→ **Task directions**
In the records below, find the lines that include "crowd" and copy each.

-- Data to process follows --

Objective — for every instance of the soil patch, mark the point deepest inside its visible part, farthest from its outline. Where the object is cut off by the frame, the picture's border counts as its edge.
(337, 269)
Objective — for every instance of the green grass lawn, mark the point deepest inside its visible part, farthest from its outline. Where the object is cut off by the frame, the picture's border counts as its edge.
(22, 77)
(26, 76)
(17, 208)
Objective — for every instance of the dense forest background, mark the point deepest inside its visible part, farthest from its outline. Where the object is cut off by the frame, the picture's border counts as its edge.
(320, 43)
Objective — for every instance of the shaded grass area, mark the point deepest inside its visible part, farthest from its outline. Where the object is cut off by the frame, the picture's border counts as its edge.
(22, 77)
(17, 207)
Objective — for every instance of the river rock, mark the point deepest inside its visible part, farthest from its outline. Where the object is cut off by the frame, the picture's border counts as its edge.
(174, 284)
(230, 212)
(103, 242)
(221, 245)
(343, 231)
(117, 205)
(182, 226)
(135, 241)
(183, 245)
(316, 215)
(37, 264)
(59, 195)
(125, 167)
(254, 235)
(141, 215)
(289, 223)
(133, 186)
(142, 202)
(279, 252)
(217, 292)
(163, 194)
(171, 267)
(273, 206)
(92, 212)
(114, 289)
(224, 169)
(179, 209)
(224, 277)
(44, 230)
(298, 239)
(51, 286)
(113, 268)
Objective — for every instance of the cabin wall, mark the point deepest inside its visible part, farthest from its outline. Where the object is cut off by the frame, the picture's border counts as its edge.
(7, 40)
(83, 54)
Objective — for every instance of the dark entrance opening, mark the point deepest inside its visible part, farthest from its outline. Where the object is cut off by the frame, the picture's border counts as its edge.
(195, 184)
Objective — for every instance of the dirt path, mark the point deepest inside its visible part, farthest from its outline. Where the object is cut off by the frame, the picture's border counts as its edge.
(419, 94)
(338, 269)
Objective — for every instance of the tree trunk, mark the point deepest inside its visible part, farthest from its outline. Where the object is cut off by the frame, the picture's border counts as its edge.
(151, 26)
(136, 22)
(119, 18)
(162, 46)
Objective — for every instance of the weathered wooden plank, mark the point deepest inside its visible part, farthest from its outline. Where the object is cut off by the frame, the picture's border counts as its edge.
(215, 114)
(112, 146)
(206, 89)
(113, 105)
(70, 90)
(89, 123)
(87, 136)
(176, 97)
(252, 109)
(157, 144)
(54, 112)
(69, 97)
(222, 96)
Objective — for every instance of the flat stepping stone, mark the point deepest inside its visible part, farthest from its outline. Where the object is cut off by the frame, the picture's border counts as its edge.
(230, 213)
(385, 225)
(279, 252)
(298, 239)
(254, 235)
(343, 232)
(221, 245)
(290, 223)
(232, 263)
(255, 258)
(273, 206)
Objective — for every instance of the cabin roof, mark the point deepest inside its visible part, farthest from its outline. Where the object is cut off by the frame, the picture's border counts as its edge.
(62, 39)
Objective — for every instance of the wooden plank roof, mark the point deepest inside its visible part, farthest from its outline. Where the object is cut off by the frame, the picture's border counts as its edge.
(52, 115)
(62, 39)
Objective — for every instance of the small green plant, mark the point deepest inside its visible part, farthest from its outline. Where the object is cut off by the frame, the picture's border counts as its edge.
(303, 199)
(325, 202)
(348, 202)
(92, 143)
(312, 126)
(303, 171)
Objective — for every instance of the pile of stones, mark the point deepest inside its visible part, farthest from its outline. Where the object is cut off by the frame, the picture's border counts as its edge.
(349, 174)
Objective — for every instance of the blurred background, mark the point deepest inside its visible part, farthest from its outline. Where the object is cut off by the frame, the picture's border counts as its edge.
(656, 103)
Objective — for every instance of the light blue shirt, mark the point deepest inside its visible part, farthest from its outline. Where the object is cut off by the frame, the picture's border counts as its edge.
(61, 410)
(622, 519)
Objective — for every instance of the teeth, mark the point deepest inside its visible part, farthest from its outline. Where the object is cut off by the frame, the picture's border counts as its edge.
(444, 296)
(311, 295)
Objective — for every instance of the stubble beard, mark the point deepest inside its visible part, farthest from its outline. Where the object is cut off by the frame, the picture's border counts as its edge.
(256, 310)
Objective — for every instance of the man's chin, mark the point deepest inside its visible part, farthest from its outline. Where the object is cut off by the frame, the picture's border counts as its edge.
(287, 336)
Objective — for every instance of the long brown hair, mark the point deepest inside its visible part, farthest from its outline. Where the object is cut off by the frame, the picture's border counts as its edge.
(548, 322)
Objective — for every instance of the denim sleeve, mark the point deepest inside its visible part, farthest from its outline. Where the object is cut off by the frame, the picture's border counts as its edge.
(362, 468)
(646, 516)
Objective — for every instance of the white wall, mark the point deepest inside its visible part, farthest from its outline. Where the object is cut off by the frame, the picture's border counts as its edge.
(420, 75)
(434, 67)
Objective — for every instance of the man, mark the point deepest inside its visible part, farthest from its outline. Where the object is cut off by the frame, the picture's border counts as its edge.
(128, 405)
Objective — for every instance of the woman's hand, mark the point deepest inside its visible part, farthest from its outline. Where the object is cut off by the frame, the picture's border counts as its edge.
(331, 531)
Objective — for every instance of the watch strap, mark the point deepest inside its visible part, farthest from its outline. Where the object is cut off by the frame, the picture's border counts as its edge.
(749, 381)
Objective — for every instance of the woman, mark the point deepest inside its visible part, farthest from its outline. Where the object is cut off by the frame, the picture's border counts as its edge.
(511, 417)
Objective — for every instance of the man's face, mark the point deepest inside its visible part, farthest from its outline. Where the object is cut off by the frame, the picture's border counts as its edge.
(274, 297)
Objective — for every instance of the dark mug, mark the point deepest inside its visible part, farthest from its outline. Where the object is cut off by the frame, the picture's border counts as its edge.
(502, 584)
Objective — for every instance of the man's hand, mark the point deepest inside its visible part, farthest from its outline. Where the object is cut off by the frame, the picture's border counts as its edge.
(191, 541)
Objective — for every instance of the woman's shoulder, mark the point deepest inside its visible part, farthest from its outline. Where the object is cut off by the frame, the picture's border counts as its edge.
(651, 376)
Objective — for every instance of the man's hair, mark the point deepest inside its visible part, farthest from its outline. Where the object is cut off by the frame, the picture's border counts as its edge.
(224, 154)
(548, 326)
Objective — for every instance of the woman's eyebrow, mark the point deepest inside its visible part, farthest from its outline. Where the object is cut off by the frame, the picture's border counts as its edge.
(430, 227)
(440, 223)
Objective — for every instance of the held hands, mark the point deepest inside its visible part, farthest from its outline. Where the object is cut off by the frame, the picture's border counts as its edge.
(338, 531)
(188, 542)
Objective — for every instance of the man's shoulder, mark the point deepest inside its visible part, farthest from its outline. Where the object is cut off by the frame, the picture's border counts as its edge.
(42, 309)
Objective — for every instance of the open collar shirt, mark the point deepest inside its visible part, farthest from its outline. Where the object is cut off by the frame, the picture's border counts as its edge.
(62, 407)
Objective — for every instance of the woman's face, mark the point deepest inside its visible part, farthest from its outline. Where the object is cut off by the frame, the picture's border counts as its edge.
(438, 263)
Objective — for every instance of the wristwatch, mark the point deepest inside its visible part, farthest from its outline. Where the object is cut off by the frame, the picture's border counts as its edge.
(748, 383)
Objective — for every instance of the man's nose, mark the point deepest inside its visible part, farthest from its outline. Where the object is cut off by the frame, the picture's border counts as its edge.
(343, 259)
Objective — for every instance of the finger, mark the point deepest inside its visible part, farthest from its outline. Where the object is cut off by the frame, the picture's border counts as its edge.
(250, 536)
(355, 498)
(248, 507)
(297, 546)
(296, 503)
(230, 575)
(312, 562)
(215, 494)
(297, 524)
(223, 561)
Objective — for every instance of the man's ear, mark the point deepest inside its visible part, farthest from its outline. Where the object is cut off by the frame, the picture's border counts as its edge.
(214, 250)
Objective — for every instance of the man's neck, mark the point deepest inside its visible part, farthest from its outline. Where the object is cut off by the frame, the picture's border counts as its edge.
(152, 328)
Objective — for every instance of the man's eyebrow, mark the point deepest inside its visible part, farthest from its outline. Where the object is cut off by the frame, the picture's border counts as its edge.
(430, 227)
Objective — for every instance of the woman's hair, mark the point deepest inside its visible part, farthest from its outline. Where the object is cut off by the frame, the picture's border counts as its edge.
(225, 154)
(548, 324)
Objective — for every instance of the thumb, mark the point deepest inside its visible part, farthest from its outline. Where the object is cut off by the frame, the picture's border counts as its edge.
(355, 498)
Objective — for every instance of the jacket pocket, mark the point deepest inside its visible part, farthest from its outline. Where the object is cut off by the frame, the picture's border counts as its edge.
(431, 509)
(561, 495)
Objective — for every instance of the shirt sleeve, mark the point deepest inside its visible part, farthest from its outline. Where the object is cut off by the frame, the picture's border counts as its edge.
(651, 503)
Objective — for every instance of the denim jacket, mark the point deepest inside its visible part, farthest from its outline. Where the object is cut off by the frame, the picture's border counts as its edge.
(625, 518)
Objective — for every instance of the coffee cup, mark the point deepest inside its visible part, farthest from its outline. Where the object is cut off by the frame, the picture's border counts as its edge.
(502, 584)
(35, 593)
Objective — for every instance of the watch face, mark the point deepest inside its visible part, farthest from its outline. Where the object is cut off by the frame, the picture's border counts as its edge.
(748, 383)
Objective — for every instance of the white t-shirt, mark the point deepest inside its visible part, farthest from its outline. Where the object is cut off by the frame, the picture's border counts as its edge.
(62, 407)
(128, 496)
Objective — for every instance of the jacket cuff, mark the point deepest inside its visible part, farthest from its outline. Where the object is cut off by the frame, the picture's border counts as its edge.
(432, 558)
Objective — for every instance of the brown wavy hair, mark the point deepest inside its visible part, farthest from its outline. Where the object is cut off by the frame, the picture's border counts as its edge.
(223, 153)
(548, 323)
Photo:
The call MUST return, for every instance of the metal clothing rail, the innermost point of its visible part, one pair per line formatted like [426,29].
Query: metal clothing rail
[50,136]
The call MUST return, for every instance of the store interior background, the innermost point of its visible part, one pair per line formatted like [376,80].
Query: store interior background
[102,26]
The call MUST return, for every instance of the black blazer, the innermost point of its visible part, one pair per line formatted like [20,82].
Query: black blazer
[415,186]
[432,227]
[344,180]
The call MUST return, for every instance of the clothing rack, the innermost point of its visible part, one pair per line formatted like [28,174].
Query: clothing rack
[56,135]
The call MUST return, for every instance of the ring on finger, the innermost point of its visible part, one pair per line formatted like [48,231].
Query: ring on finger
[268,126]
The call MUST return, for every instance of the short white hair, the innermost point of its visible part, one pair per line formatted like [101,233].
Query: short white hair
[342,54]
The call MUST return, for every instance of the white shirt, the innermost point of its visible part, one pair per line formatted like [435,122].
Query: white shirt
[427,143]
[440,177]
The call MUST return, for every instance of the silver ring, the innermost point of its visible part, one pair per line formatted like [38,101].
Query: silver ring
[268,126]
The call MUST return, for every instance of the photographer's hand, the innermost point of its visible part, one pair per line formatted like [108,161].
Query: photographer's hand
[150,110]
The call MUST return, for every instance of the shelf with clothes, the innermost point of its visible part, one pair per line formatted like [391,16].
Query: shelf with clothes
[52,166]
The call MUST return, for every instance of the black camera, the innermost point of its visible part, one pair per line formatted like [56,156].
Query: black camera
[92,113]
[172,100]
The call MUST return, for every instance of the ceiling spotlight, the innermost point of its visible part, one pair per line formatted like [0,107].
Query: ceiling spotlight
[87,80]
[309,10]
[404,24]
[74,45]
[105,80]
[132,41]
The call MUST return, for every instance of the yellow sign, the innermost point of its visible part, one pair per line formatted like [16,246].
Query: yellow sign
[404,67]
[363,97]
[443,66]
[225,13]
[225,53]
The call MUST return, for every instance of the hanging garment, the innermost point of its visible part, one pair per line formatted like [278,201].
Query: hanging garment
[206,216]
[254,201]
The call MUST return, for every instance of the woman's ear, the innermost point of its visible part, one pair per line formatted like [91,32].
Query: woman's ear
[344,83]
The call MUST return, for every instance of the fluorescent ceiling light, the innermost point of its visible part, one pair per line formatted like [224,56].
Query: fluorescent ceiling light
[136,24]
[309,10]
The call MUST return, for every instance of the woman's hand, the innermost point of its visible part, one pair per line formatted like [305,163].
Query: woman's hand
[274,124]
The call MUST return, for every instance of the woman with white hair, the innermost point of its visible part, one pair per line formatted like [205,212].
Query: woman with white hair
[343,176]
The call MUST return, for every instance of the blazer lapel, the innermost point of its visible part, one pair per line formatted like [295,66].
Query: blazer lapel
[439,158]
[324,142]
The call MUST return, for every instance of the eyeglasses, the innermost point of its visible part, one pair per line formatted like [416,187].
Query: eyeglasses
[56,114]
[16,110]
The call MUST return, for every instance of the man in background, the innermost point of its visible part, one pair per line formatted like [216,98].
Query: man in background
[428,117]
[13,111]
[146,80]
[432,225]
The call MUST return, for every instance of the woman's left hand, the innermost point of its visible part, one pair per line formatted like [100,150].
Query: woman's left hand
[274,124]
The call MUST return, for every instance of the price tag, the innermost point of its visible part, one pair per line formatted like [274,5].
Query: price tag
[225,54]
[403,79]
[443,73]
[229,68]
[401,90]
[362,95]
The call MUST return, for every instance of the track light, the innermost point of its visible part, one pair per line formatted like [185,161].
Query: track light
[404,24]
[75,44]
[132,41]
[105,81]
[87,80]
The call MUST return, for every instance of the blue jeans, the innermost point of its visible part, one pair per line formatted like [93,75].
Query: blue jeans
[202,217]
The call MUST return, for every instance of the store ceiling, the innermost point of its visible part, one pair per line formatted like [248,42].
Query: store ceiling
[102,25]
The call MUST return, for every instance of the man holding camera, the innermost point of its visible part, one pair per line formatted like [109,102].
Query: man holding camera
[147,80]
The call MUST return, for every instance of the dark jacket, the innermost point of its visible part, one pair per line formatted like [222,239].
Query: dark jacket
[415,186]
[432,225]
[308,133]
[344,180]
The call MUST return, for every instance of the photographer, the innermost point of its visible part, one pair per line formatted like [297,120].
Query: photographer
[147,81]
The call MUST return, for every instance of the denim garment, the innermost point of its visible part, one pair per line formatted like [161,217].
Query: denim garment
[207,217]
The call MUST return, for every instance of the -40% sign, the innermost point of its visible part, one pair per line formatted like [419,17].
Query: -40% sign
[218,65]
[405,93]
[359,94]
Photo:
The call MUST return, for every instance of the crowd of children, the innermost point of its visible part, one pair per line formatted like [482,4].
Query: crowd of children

-- Data to process concluded --

→ **Answer for this exercise**
The call MUST return, for every instance of the crowd of children, the innermost point of its visible part, one pair per line formatted like [482,4].
Query: crowd of children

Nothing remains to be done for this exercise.